• Supplied passage

Printing and packaging firms in the country have called on the government to exempt them from paying duties on raw materials such as paper, ink and cardboard to enable them to produce at lower costs and make their products affordable on the local market.
According to them, the move would also make their products competitive, given that some companies also imported finished products in similar packaged materials.
The Chairman of the Printing, Packaging and Stationery Sector (PPSS) of the Association of Ghana Industries (AGI), Mr James Dadzie, told the Daily Graphic on the sidelines of the GRAPHIC BUSINESS/Stanbic Bank Breakfast Meeting in Accra on July 31 that, “Pharmaceutical producers import boxes and labels which are the finished products of printing and packaging companies from India and Germany at a duty-free charge. Meanwhile, cardboards which are used in the production of the same products in the country are slapped with a 20 per cent import duty.”
“Even their packaging materials and other stationery, including calendars, are classified as raw materials. These materials are finished goods for printing and packaging firms,” he added.
He said the practice, which was collapsing the businesses of printing, packaging and stationery companies, was also denying the state the much-needed revenue in the form of import duties.

• Prompt A
In the article on duties paid by printing and packaging firms, what import duty is charged on cardboard used for production in the country?
• Prompt B
Extend the article on duties paid by printing and packaging firms, picking up right after its final sentence.
The listing that follows has no connection to the article on duties paid by printing and packaging firms.

• Records provided
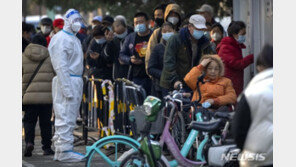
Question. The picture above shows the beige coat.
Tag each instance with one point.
(153, 39)
(39, 91)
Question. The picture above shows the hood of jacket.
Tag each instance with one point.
(217, 59)
(172, 8)
(36, 52)
(230, 41)
(185, 38)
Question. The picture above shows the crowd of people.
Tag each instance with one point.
(175, 50)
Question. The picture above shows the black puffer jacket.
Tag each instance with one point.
(156, 62)
(101, 67)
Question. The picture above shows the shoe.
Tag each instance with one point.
(70, 156)
(56, 156)
(28, 150)
(48, 151)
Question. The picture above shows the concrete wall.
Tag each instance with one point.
(257, 14)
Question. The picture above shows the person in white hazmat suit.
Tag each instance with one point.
(67, 59)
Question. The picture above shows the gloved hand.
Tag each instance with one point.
(206, 105)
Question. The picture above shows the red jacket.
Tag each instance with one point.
(230, 52)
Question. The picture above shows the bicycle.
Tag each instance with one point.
(146, 155)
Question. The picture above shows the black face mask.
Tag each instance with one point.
(159, 21)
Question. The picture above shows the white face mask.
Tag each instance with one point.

• Response area A
A 20 percent import duty.

• Response area B
As a result, he noted that the government needed to re-examine the exemption regime and remove duties on imported raw materials of printing companies to help save printing and packaging businesses.
Stale production
Mr Dadzie said production at the printing and packaging firms was currently stale because firms only used the local factories to sustain them for periods that they did not get imports.
“When they have packaging shortfall, they come and request for about 2,000 pieces and later import over one million from Germany and India, knowing very well that they will be exempted from duty,” he added.
Mr Dadzie bemoaned how some companies expected them to sell their products to them at an exempt price because they classified it under essential services when importing, although the printing firms were charged duty on the materials they used to produce the goods.
For companies that did not agree to such requests, he said they normally lost the clients.
“We are already 20 per cent higher in cost at the raw materials, so we cannot compete with an Indian company whose items come into the country with no duty placed on them,” he stated.
Mr Dadzie revealed that this had led to many pharmaceutical companies and printing firms going to India and Germany to manufacture and bring the finished products into the country with no duty charge under the guise of importing essential services.
The result, he said, was increased importation to the detriment of domestic manufacturing, loss of jobs, value addition and low industrialisation.
The Florence Convention
Mr Dadzie mentioned the Florence Convention which allows the free movement of intellectual property, including books, as another policy which was affecting the operations of the sector.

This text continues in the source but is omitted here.